Nothing in the records that follow should differ once you have copied them out.

**MATERIAL FOR THIS TASK**
===============

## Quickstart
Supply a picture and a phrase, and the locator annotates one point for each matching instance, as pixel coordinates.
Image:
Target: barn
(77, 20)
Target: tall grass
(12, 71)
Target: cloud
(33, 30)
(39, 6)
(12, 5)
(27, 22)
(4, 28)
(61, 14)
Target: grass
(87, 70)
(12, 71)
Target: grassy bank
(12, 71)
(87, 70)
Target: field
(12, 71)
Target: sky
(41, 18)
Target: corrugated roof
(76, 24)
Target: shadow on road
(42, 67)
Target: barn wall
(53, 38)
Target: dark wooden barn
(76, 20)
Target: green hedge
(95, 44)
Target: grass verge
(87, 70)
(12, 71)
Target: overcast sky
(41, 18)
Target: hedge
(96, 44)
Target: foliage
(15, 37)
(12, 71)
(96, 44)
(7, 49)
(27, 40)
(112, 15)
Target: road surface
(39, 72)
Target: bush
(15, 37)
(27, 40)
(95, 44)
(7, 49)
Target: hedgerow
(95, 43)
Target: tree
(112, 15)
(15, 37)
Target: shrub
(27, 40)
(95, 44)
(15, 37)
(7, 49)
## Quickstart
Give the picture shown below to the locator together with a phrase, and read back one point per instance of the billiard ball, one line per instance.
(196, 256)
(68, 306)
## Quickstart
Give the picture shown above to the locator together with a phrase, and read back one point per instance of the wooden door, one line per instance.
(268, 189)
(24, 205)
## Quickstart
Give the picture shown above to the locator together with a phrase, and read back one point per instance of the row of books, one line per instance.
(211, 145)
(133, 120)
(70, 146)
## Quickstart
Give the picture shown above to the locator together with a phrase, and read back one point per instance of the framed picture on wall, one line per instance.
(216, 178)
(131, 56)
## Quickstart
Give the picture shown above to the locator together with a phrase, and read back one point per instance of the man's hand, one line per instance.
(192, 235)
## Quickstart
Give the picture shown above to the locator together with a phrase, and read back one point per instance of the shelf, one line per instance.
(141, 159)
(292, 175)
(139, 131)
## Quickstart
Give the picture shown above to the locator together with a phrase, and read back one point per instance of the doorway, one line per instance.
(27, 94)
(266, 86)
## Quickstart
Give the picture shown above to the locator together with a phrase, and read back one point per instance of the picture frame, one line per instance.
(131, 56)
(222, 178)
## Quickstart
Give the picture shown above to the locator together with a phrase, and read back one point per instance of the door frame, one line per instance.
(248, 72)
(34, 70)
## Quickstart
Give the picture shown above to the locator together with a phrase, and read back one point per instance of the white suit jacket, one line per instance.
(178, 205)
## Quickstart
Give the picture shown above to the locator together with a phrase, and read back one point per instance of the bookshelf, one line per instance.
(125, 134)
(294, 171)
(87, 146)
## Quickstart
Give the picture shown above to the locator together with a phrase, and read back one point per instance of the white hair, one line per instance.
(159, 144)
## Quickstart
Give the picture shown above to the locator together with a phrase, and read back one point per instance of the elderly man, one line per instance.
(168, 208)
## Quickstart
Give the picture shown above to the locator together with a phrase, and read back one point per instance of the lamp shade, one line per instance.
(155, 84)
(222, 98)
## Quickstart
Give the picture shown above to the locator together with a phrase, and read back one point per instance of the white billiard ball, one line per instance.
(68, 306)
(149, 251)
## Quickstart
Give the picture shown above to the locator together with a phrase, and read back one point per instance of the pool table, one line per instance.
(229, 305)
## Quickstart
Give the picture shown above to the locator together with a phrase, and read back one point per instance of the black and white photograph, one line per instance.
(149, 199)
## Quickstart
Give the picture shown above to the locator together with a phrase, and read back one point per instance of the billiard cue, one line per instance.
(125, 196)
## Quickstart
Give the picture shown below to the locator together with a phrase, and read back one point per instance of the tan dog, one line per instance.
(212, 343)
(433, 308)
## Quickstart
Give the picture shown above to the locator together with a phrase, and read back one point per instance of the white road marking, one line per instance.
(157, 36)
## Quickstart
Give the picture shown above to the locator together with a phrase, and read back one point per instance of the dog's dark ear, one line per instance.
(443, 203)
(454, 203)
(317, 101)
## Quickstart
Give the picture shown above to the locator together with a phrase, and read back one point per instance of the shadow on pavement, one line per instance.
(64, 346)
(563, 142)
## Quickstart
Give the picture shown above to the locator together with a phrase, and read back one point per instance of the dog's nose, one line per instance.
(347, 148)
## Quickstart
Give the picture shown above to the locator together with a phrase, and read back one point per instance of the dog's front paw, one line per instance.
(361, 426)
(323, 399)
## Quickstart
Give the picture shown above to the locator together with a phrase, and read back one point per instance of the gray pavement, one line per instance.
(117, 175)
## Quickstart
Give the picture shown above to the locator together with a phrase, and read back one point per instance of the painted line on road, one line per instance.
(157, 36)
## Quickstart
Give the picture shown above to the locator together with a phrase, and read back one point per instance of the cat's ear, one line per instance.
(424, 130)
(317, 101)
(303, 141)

===============

**RESPONSE FOR THIS EXERCISE**
## Quickstart
Supply a picture and a phrase, and the locator annotates one point for each matching instance, as pixel coordinates.
Image:
Target: barn
(77, 20)
Target: tall grass
(12, 71)
Target: cloud
(33, 30)
(39, 6)
(12, 5)
(27, 22)
(4, 28)
(61, 14)
Target: grass
(87, 70)
(12, 71)
Target: grassy bank
(12, 71)
(87, 70)
Target: field
(12, 71)
Target: sky
(41, 18)
Target: corrugated roof
(76, 24)
Target: shadow on road
(42, 67)
Target: barn wall
(53, 38)
Target: dark wooden barn
(76, 20)
Target: green hedge
(95, 44)
Target: grass verge
(87, 70)
(12, 71)
Target: overcast sky
(41, 18)
Target: hedge
(96, 44)
Target: foliage
(15, 37)
(12, 71)
(96, 44)
(7, 49)
(27, 40)
(112, 15)
Target: road surface
(39, 72)
Target: bush
(15, 37)
(27, 40)
(95, 44)
(7, 49)
Target: hedgerow
(95, 43)
Target: tree
(112, 15)
(15, 37)
Target: shrub
(27, 40)
(95, 44)
(15, 37)
(7, 49)
## Quickstart
Give the picture shown below to the locator together with a phrase, and read back one point per instance of the billiard ball, one line per instance.
(196, 256)
(68, 306)
## Quickstart
Give the picture shown above to the locator together with a phrase, and read back one point per instance of the wooden door, one line per instance.
(268, 189)
(24, 205)
## Quickstart
Give the picture shown above to the locator together with a phrase, and read back one point per instance of the row of books, one line per instance.
(211, 145)
(133, 120)
(70, 146)
## Quickstart
Give the picture shown above to the locator together with a phrase, and read back one point per instance of the framed picture on wall, one line per instance.
(216, 178)
(131, 56)
## Quickstart
Give the picture shown above to the locator together with a phrase, and read back one point per instance of the man's hand, one line per instance.
(192, 235)
## Quickstart
Give the picture shown above to the locator together with a phrase, and read back one point per instance of the shelf, one line per instance.
(141, 159)
(292, 175)
(139, 131)
## Quickstart
Give the picture shown above to the locator together with a phrase, and read back one point per instance of the doorway, one line per instance.
(27, 94)
(266, 86)
## Quickstart
Give the picture shown above to the locator together with a phrase, and read back one point per instance of the picture frame, one line per instance.
(131, 56)
(222, 178)
## Quickstart
Give the picture shown above to the locator together with a phrase, and read back one point per instance of the door frame, one line per instance.
(248, 72)
(34, 70)
## Quickstart
Give the picture shown above to the locator together with a phrase, and read back one point per instance of the white suit jacket, one line per instance.
(178, 205)
## Quickstart
Give the picture shown above to the locator together with a phrase, and read back one point per instance of the bookshelf, one line per instance.
(125, 134)
(294, 171)
(87, 146)
## Quickstart
Give the picture shown above to the locator together with a phrase, and read back one point per instance of the white hair, one line per instance.
(159, 144)
## Quickstart
Give the picture shown above to the locator together with a phrase, and read back one point per instance of the elderly man, one line per instance.
(168, 208)
## Quickstart
Give the picture shown above to the locator together with a phrase, and read back one point per instance of the lamp shade, one line per instance.
(155, 84)
(222, 98)
## Quickstart
Give the picture shown above to the locator together with a phrase, and read back one point per instance of the white billiard ball, one line per instance.
(68, 306)
(149, 251)
## Quickstart
Give the picture shown above to the locator together with a phrase, and read back one point per instance of the pool table, one line per instance.
(229, 305)
## Quickstart
Give the picture shown above to the locator together with a phrase, and read back one point per instance of the black and white photograph, one line per instance.
(149, 199)
## Quickstart
Give the picture shown above to the locator together with a phrase, and read back one point per instance of the billiard cue, one line per instance.
(125, 196)
## Quickstart
Give the picture shown below to the locator together with a phrase, and read back one point per instance of the tan dog, one line per instance.
(212, 343)
(433, 308)
## Quickstart
Give the picture shown above to the locator together with a phrase, and read back one point per instance of the white road marking, one line per instance.
(157, 36)
## Quickstart
Give the picture shown above to the locator together with a phrase, and read back one point per instance of the dog's dark ear, one line per instance.
(443, 203)
(454, 203)
(317, 101)
## Quickstart
Give the picture shown above to the locator together with a phrase, and read back one point per instance of the shadow on pavement, one line per instance.
(64, 346)
(563, 142)
## Quickstart
Give the picture shown above to the locator together with a phrase, and read back one point per instance of the dog's nose, one line per instance.
(347, 148)
## Quickstart
Give the picture shown above to the locator together with a phrase, and read back one point per instance of the dog's front paw, one line per instance.
(361, 426)
(323, 399)
## Quickstart
Give the picture shown above to the locator together with a phrase, and read back one point per instance of the gray pavement, one line per instance.
(117, 175)
## Quickstart
Give the picture shown above to the locator together with a phrase, and read back one point per instance of the painted line on road, one line per instance.
(157, 36)
## Quickstart
Give the picture shown above to the locator together with a phrase, and read back one point per instance of the cat's ear, one line per instance.
(424, 130)
(317, 101)
(303, 141)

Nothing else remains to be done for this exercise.